Ликин, подай со своей стороны тоже заявление, проси, чтоб отправили меня на фронт и поручись за то, что я выполню любое боевое задание на самом опасном участке, и с готовностью отдам свою жизнь в борьбе с врагом.
Паша и Роза уже написали от себя Прокурору Союза. Надо нажимать и напоминать о себе, добиваться справедливого решения по моему делу.
Ликин, милая моя женушка, только не унывай, не падай духом, бодрись и не сгибайся под тяжестью судьбы. Мы будем жить и жить будем хорошо и счастливо, так будем жить, как мы мечтаем сами об этом.
Передай маме мой горячий привет и пожелания скорейшего выздоровления. В следующий раз напишу ей отдельно, а сейчас прошу ее мне написать поподробнее о своем здоровье. Мои большие приветы Волоке и Ник. Губанову — они молодцы — герои, я искренне горжусь ими и, клянусь, завидую им.
Сердечный привет Самуилу, Нюмику, всей семье, всем нашим родичам.
Крепко целую тебя, твой Сема.
Это письмо примирительное. Явно не хочется усугублять конфликт. Лучше спрятать поглубже, подальше то, что может разделить и разрушить, — еще есть какое-го время, будем выжидать: вдруг все устаканится, не пойдет вразнос. Слишком дорога цена этой любви: маленький сын, отнюдь не пропавшее желание жить вместе…
Любовь — это взаимность, которая держится на неутоленности. Любви всегда мало. Когда ее «хватает» — это уже спад, начало крушения чувств. Мамина любовь к отцу была всегда какой-то непрекращающейся чувственной лавиной — она сметала логику и житейскую рассудочность. «Я люблю Сему» — эти три слова, пронесенные мамой через всю жизнь, рвали ей душу: а он любит так же или только говорит, что любит?..
Дай в любви поступок, докажи, что любишь, — как в топку, брось всего себя, без остатка.
Но проклятая разлука — главная врагиня любви — не дает это сделать, иссушает чувство, затаптывает огонь страсти. Отсюда и человеческая трагедия, ибо разрыв неизбежен и жизнь проиграна. Целая жизнь!..
г. Канск, 20/VI — 1943 г.

Строки данных –
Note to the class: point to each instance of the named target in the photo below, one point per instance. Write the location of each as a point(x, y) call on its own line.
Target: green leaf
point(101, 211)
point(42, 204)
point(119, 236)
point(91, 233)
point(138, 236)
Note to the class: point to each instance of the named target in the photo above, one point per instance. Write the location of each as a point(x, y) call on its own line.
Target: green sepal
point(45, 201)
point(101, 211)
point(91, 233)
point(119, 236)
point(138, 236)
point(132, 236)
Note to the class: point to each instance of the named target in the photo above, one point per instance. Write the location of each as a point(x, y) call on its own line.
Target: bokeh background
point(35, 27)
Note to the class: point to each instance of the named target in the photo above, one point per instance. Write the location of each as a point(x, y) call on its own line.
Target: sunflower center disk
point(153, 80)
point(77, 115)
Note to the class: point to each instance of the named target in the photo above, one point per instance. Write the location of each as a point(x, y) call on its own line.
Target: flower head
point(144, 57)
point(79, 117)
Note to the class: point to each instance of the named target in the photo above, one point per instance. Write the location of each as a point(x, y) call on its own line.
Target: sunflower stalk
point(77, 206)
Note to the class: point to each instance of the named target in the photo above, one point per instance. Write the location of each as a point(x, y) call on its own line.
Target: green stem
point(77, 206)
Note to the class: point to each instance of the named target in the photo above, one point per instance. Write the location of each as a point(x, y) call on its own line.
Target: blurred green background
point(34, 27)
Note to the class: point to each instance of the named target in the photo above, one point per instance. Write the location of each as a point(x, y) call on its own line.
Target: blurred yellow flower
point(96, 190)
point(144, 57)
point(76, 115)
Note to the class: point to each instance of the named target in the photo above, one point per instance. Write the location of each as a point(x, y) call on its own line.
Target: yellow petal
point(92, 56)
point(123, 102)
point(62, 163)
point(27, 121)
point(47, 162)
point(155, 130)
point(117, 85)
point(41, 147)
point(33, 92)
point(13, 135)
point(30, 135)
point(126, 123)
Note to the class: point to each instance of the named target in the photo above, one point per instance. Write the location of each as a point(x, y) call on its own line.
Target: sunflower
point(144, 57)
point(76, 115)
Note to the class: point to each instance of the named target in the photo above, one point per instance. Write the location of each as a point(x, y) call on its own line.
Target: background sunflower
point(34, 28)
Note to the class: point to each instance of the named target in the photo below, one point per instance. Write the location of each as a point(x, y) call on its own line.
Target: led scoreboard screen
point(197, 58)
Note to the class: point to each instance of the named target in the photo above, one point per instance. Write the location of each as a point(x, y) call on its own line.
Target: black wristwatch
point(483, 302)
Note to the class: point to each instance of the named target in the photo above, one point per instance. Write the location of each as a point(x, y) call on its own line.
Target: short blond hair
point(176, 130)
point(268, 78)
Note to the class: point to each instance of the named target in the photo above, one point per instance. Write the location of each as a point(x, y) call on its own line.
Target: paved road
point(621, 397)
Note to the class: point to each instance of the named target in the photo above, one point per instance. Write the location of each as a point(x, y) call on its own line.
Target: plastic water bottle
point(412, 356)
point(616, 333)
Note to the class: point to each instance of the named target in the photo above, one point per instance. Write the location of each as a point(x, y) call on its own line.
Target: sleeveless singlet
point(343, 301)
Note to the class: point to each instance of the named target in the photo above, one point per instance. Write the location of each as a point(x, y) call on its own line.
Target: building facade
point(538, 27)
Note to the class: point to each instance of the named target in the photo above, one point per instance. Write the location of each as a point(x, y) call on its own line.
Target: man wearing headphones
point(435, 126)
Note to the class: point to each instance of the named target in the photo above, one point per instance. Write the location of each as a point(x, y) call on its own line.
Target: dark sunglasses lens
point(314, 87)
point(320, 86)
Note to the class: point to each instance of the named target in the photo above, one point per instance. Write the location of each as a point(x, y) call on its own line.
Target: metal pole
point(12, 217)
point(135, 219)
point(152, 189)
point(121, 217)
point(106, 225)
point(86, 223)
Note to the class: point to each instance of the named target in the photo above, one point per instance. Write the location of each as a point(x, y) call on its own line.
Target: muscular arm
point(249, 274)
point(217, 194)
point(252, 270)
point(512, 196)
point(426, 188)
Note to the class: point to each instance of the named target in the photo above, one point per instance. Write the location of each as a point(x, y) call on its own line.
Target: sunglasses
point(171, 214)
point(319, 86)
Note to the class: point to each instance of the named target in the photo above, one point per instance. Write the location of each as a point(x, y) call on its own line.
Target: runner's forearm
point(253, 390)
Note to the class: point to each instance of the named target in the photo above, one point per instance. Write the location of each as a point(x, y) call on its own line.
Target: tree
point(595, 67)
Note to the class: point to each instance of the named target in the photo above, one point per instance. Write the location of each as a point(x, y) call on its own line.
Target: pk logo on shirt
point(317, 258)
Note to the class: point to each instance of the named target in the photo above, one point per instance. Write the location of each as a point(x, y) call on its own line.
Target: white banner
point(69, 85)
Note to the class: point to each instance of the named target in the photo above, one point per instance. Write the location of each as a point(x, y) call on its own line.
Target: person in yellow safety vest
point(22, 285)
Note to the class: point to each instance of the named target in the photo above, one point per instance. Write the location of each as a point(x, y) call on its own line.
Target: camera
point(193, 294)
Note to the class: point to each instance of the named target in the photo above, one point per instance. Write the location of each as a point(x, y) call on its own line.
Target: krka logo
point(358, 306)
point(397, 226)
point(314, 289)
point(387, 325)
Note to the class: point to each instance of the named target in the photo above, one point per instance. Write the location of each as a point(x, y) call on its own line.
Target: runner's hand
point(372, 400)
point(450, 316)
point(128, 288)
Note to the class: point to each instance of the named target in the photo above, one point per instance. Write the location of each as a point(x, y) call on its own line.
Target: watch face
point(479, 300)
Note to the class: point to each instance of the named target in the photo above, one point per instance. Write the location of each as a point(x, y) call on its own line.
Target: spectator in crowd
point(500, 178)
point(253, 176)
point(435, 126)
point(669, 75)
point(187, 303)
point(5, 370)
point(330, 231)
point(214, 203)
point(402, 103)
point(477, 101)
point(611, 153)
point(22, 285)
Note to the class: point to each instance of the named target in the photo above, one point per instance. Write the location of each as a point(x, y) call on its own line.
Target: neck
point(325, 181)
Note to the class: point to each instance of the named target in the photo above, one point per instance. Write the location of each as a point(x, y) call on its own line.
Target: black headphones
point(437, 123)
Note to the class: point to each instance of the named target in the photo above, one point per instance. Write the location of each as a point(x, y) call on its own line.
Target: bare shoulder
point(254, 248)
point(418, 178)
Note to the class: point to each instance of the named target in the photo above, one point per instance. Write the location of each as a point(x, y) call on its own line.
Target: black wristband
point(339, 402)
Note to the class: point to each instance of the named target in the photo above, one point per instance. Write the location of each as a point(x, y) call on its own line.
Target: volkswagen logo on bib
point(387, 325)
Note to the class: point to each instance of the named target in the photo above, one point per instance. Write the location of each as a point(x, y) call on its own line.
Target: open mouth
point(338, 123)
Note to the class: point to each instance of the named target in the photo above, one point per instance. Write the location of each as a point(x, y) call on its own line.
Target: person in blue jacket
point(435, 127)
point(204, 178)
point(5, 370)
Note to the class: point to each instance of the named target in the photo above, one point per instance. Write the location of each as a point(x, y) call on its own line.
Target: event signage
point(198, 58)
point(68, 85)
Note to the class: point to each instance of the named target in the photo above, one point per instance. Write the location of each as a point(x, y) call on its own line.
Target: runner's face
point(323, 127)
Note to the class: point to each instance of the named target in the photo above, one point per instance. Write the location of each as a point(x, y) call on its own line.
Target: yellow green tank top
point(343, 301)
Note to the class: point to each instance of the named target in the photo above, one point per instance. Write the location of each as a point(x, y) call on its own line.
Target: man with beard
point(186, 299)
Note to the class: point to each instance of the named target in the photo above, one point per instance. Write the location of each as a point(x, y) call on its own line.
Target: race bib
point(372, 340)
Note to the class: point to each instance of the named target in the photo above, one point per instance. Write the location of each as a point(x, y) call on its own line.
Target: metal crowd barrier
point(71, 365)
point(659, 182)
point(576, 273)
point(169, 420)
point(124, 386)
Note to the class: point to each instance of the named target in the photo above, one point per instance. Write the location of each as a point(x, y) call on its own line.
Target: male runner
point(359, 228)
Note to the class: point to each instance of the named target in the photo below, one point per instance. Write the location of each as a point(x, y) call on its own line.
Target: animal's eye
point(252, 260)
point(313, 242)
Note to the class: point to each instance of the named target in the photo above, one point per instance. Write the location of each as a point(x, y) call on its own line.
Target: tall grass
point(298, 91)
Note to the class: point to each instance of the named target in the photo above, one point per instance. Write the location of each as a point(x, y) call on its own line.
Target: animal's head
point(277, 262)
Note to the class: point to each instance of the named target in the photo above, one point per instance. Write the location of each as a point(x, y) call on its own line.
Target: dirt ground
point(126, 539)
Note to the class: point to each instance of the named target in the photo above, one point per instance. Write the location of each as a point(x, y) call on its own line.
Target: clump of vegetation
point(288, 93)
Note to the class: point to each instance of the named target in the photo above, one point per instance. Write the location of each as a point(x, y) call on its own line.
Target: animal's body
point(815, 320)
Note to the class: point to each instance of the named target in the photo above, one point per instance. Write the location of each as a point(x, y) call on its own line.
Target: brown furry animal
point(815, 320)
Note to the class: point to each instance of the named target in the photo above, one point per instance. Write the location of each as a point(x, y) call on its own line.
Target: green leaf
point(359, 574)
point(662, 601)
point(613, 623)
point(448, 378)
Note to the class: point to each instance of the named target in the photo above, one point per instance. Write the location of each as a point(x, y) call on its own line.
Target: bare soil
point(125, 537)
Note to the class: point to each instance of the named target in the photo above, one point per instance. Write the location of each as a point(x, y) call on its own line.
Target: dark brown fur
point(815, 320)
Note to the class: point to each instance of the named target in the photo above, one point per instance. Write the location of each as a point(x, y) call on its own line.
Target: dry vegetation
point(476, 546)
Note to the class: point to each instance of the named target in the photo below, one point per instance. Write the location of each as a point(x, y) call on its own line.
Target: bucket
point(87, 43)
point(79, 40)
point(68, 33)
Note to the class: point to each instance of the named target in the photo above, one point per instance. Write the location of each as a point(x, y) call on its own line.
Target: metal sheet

Задание A –
Ответьте по исходному тексту на три вопроса, каждый на отдельной строке:
(i) Кто уже написал от себя Прокурору Союза?
(ii) О чем Сема просит маму написать ему?
(iii) Какие город и дата указаны в самом конце?
Задание B –
Определите, согласуются ли с исходным текстом три утверждения. Для каждого ответьте «да» или «нет» и приведите точную цитату, которая это решает.
(i) Сема просит, чтобы его отправили на фронт.
(ii) Сема уже написал маме отдельное письмо.
(iii) Разлука названа главной врагиней любви.
Задание C – Перескажите короче абзац исходного текста, который начинается словами «Это письмо примирительное», сохранив его основные факты.

Ответ к заданию A –
(i) Паша и Роза.
(ii) Поподробнее о своем здоровье.
(iii) Город Канск, 20/VI — 1943 г.

Ответ к заданию B –
(i) Да: «проси, чтоб отправили меня на фронт».
(ii) Нет: «В следующий раз напишу ей отдельно».
(iii) Да: «проклятая разлука — главная врагиня любви».

Ответ к заданию C – Письмо примирительное, в нем явно нет желания усугублять конфликт. То, что может разделить и разрушить, лучше спрятать и выждать: вдруг все устаканится. Цена этой любви слишком дорога: маленький сын и не пропавшее желание жить вместе.